Dataset excerpt
····················

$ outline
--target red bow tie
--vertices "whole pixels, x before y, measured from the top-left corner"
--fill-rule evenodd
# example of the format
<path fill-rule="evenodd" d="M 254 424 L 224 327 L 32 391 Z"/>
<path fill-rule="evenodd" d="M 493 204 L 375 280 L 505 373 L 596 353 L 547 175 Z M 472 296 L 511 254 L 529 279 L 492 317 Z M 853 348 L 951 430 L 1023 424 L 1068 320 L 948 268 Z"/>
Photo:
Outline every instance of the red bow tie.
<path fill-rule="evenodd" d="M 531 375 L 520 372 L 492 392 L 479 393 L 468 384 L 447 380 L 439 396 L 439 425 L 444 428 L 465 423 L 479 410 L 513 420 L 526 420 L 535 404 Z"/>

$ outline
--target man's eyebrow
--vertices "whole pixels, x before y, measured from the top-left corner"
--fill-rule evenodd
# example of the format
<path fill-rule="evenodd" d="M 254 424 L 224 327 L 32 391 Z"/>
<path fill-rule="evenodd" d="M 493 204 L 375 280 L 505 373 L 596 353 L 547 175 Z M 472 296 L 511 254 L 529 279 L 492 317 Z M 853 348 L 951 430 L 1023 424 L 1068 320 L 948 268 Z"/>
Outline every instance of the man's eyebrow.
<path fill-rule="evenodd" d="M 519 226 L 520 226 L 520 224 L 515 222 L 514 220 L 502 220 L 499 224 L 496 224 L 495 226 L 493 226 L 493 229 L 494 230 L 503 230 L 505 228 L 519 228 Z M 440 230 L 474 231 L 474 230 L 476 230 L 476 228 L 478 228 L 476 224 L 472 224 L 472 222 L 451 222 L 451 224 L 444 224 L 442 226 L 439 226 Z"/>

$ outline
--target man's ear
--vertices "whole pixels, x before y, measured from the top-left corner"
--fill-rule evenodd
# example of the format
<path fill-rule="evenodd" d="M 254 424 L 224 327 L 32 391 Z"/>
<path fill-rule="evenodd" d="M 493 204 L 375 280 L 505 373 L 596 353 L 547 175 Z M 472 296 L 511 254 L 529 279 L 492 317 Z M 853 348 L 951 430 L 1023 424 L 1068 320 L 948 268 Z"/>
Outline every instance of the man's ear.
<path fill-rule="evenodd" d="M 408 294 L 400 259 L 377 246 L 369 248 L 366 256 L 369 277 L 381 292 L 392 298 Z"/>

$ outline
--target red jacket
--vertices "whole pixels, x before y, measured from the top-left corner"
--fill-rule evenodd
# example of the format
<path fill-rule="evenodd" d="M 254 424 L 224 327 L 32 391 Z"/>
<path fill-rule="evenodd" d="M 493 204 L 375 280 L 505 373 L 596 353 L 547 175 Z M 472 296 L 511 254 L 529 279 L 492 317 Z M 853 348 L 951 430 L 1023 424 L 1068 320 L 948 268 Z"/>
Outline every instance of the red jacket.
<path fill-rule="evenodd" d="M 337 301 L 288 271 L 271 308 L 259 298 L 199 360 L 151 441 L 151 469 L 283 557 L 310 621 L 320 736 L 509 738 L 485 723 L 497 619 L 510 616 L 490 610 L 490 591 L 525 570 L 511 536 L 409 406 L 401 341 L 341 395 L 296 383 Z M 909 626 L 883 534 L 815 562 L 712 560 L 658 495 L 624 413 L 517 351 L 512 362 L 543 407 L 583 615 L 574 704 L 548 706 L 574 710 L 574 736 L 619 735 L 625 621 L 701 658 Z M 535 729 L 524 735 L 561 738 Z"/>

····················

**EXERCISE DETAILS**
Swap "every instance" for "all instances" everywhere it occurs in the data above, and give the lines again with nothing else changed.

**ANSWER TO THE TASK**
$ outline
--target red bow tie
--vertices "whole pixels, x before y, measured from the top-left corner"
--fill-rule evenodd
# example of the format
<path fill-rule="evenodd" d="M 254 424 L 224 327 L 32 391 Z"/>
<path fill-rule="evenodd" d="M 493 204 L 375 280 L 505 373 L 596 353 L 547 175 Z M 472 296 L 511 254 L 529 279 L 492 317 Z M 853 348 L 951 430 L 1023 424 L 1068 320 L 948 268 Z"/>
Photo:
Outline all instances of the red bow tie.
<path fill-rule="evenodd" d="M 531 375 L 520 372 L 492 392 L 479 393 L 468 384 L 447 380 L 439 396 L 439 425 L 444 428 L 465 423 L 479 410 L 513 420 L 526 420 L 535 404 Z"/>

$ outline
--target man's eyebrow
--vertices "whole pixels, x before y, measured from the top-left corner"
--fill-rule evenodd
# example of the format
<path fill-rule="evenodd" d="M 254 424 L 224 327 L 32 391 Z"/>
<path fill-rule="evenodd" d="M 493 204 L 375 280 L 505 373 L 596 353 L 547 175 Z M 472 296 L 511 254 L 529 279 L 492 317 Z M 853 348 L 951 430 L 1023 424 L 1068 320 L 948 268 Z"/>
Outline all instances of the man's eyebrow.
<path fill-rule="evenodd" d="M 519 226 L 520 226 L 520 224 L 515 222 L 514 220 L 502 220 L 499 224 L 496 224 L 495 226 L 493 226 L 493 229 L 494 230 L 503 230 L 505 228 L 519 228 Z M 440 230 L 474 231 L 474 230 L 476 230 L 476 228 L 478 228 L 476 224 L 472 224 L 472 222 L 451 222 L 451 224 L 444 224 L 442 226 L 439 226 Z"/>

$ outline
--target man's ear
--vertices "whole pixels, x before y, measured from the top-left corner"
--fill-rule evenodd
# example of the format
<path fill-rule="evenodd" d="M 254 424 L 224 327 L 32 391 Z"/>
<path fill-rule="evenodd" d="M 493 204 L 375 280 L 505 373 L 596 353 L 547 175 Z M 472 296 L 511 254 L 529 279 L 492 317 Z M 853 348 L 951 430 L 1023 424 L 1068 320 L 948 268 Z"/>
Outline all instances of the man's ear.
<path fill-rule="evenodd" d="M 408 294 L 400 259 L 377 246 L 369 248 L 366 256 L 369 277 L 381 292 L 392 298 Z"/>

$ outline
--target red jacket
--vertices "whole pixels, x before y, measured from the top-left corner"
--fill-rule evenodd
# example of the format
<path fill-rule="evenodd" d="M 254 424 L 224 327 L 32 391 Z"/>
<path fill-rule="evenodd" d="M 493 204 L 375 280 L 505 373 L 596 353 L 547 175 Z M 472 296 L 511 254 L 529 279 L 492 317 Z M 853 348 L 951 430 L 1023 424 L 1068 320 L 948 268 Z"/>
Outline all instances of the red jacket.
<path fill-rule="evenodd" d="M 337 301 L 288 271 L 271 308 L 259 298 L 199 360 L 151 441 L 151 469 L 283 557 L 310 621 L 320 736 L 509 738 L 485 723 L 497 619 L 510 616 L 490 610 L 490 591 L 525 570 L 511 536 L 409 406 L 401 341 L 341 395 L 296 383 Z M 909 626 L 883 534 L 815 562 L 712 560 L 658 495 L 624 413 L 517 351 L 512 362 L 543 407 L 583 615 L 574 704 L 548 706 L 574 710 L 574 736 L 619 735 L 625 621 L 701 658 Z M 535 729 L 524 735 L 561 738 Z"/>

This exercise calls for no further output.